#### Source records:
■ ■ ■ ■ ■
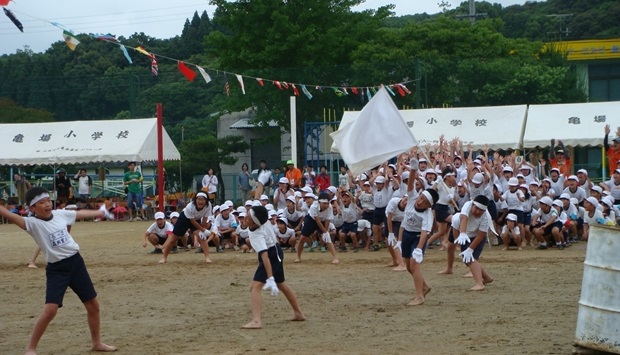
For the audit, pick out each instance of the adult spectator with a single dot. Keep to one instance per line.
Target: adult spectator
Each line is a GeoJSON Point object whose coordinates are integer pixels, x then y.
{"type": "Point", "coordinates": [133, 181]}
{"type": "Point", "coordinates": [293, 174]}
{"type": "Point", "coordinates": [22, 185]}
{"type": "Point", "coordinates": [613, 151]}
{"type": "Point", "coordinates": [209, 184]}
{"type": "Point", "coordinates": [63, 186]}
{"type": "Point", "coordinates": [243, 181]}
{"type": "Point", "coordinates": [560, 159]}
{"type": "Point", "coordinates": [85, 185]}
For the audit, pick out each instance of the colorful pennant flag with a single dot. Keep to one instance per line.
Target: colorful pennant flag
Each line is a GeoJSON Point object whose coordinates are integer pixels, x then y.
{"type": "Point", "coordinates": [70, 40]}
{"type": "Point", "coordinates": [240, 80]}
{"type": "Point", "coordinates": [186, 71]}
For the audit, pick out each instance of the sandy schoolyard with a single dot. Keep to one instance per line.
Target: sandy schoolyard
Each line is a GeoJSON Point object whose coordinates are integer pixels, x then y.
{"type": "Point", "coordinates": [357, 307]}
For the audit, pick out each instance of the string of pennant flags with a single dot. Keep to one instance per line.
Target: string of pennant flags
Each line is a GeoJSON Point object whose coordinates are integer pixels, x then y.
{"type": "Point", "coordinates": [190, 74]}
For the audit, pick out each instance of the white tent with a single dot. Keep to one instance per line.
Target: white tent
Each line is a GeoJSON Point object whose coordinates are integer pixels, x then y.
{"type": "Point", "coordinates": [575, 124]}
{"type": "Point", "coordinates": [76, 142]}
{"type": "Point", "coordinates": [496, 126]}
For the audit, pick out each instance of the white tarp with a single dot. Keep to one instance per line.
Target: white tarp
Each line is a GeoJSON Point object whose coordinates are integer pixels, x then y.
{"type": "Point", "coordinates": [580, 124]}
{"type": "Point", "coordinates": [496, 126]}
{"type": "Point", "coordinates": [75, 142]}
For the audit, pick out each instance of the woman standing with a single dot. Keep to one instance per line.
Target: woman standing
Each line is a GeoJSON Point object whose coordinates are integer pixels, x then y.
{"type": "Point", "coordinates": [243, 180]}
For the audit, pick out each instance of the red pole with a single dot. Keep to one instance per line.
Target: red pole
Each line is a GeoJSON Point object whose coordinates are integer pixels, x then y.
{"type": "Point", "coordinates": [160, 157]}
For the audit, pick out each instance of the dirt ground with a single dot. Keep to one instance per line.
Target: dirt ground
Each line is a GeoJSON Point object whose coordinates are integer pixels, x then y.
{"type": "Point", "coordinates": [357, 307]}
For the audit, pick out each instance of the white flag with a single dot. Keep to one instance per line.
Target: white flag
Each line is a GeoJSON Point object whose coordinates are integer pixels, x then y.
{"type": "Point", "coordinates": [378, 134]}
{"type": "Point", "coordinates": [204, 74]}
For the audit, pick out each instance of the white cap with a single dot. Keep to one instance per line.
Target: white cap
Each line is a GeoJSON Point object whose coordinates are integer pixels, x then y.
{"type": "Point", "coordinates": [478, 178]}
{"type": "Point", "coordinates": [546, 200]}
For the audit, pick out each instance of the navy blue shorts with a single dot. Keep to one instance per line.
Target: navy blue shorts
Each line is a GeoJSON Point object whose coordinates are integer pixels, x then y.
{"type": "Point", "coordinates": [69, 272]}
{"type": "Point", "coordinates": [410, 242]}
{"type": "Point", "coordinates": [478, 249]}
{"type": "Point", "coordinates": [441, 212]}
{"type": "Point", "coordinates": [378, 216]}
{"type": "Point", "coordinates": [276, 258]}
{"type": "Point", "coordinates": [519, 214]}
{"type": "Point", "coordinates": [349, 227]}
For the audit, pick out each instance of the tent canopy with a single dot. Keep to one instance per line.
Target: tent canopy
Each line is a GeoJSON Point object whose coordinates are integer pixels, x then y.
{"type": "Point", "coordinates": [496, 126]}
{"type": "Point", "coordinates": [580, 124]}
{"type": "Point", "coordinates": [80, 142]}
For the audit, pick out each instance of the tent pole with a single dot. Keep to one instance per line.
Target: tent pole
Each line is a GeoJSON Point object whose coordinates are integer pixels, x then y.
{"type": "Point", "coordinates": [160, 158]}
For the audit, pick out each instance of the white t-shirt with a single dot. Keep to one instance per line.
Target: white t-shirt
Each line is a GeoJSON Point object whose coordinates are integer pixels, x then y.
{"type": "Point", "coordinates": [263, 237]}
{"type": "Point", "coordinates": [52, 236]}
{"type": "Point", "coordinates": [162, 232]}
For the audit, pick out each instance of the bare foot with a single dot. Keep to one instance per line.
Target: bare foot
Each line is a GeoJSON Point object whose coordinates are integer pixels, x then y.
■ ■ ■ ■ ■
#### AIM:
Take the entries shown above and quote them verbatim, passing over the pictures.

#### CORRECT RESULT:
For the audit, pick out each instance of the adult spectator with a single dot. Keep to one instance per line.
Target: adult spectator
Each line is a GeoJSON Point object whose coordinates are integer pixels, x then y.
{"type": "Point", "coordinates": [133, 181]}
{"type": "Point", "coordinates": [293, 174]}
{"type": "Point", "coordinates": [22, 185]}
{"type": "Point", "coordinates": [613, 151]}
{"type": "Point", "coordinates": [209, 184]}
{"type": "Point", "coordinates": [63, 186]}
{"type": "Point", "coordinates": [243, 181]}
{"type": "Point", "coordinates": [560, 159]}
{"type": "Point", "coordinates": [85, 185]}
For the audit, pick out each instance of the colorful pennant flag with a single dot. Keep to one instance per line.
Target: colorful pennant flag
Each line is a GeoJSON Point object whose coordinates are integer pixels, x then y.
{"type": "Point", "coordinates": [70, 40]}
{"type": "Point", "coordinates": [240, 80]}
{"type": "Point", "coordinates": [186, 71]}
For the audit, pick out each instance of the sandy schoolyard with a single dot. Keep to one instance per line.
Target: sandy schoolyard
Each line is a GeoJSON Point object whose coordinates are integer pixels, x then y.
{"type": "Point", "coordinates": [357, 307]}
For the audit, pick out each instance of the string of pennant flags with a single dot. Keep to one instance per line.
Target: string of pennant flags
Each line is a GeoJSON Point object whose coordinates are integer pixels, x then y.
{"type": "Point", "coordinates": [190, 74]}
For the audit, pick out each instance of the white tent with a single dot. Keep to one instance per line.
Target: white tent
Each line is a GeoJSON Point object whose coordinates are integer pixels, x then y.
{"type": "Point", "coordinates": [575, 124]}
{"type": "Point", "coordinates": [76, 142]}
{"type": "Point", "coordinates": [496, 126]}
For the audit, pick out each instance of the white tarp with a single dot. Keep to one instance per line.
Target: white tarp
Each line is a GeoJSON Point object whose coordinates are integer pixels, x then y.
{"type": "Point", "coordinates": [580, 124]}
{"type": "Point", "coordinates": [496, 126]}
{"type": "Point", "coordinates": [75, 142]}
For the audit, pick out each instance of the woman standing with a single dot. Keep to one instance per line.
Target: woman standing
Each line is a GeoJSON Point object whose coordinates are integer pixels, x then y.
{"type": "Point", "coordinates": [243, 180]}
For the audit, pick out each instance of the red pole with a single dot. Keep to one instance per line.
Target: red pole
Each line is a GeoJSON Point object whose coordinates are integer pixels, x then y.
{"type": "Point", "coordinates": [160, 157]}
For the audit, pick out each instance of the dirt ground with a single dot. Keep to one instance per line.
Target: dirt ground
Each line is a GeoJSON Point object whose coordinates are integer pixels, x then y.
{"type": "Point", "coordinates": [357, 307]}
For the audit, pick out each instance of the white flag with a single dot. Keep to one instance per line.
Target: white flag
Each line is a GeoJSON Point object whose coordinates are integer pixels, x then y.
{"type": "Point", "coordinates": [378, 134]}
{"type": "Point", "coordinates": [204, 74]}
For the audit, pick out each instance of the white cap with a single dot. Keep to one instance per line.
Target: white cap
Each line is a GeoJSON Point object whose coordinates are integer pixels, x then y.
{"type": "Point", "coordinates": [478, 178]}
{"type": "Point", "coordinates": [546, 200]}
For the audit, pick out each instance of the navy blue shorts with a single dot. Keep to one instance per line.
Target: navy blue shorts
Each line is a GeoJSON Point object whose coordinates are integer pixels, x then y.
{"type": "Point", "coordinates": [69, 272]}
{"type": "Point", "coordinates": [410, 242]}
{"type": "Point", "coordinates": [478, 249]}
{"type": "Point", "coordinates": [441, 212]}
{"type": "Point", "coordinates": [378, 216]}
{"type": "Point", "coordinates": [276, 258]}
{"type": "Point", "coordinates": [519, 214]}
{"type": "Point", "coordinates": [349, 227]}
For the audit, pick out each instance of the tent canopy with a single dot. Keep to one instance per line.
Target: tent canopy
Each line is a GeoJSON Point object whose coordinates are integer pixels, x then y.
{"type": "Point", "coordinates": [496, 126]}
{"type": "Point", "coordinates": [580, 124]}
{"type": "Point", "coordinates": [80, 142]}
For the audit, pick out each instance of the tent pole with a single dot. Keep to one instance per line.
Target: tent pole
Each line is a GeoJSON Point object whose coordinates are integer pixels, x then y.
{"type": "Point", "coordinates": [160, 158]}
For the audit, pick out each instance of the white t-shirt with a single dot. Keep to one instance per line.
Target: white t-shirt
Each line is a GeoJSON Point object whose coordinates are integer pixels, x then y.
{"type": "Point", "coordinates": [263, 237]}
{"type": "Point", "coordinates": [52, 236]}
{"type": "Point", "coordinates": [162, 232]}
For the audit, pick out each instance of the bare foot with a single dot. Keep to one instance per line.
Target: bare foot
Each line is a GeoJSON Point object whose coordinates are integer pixels, x then y.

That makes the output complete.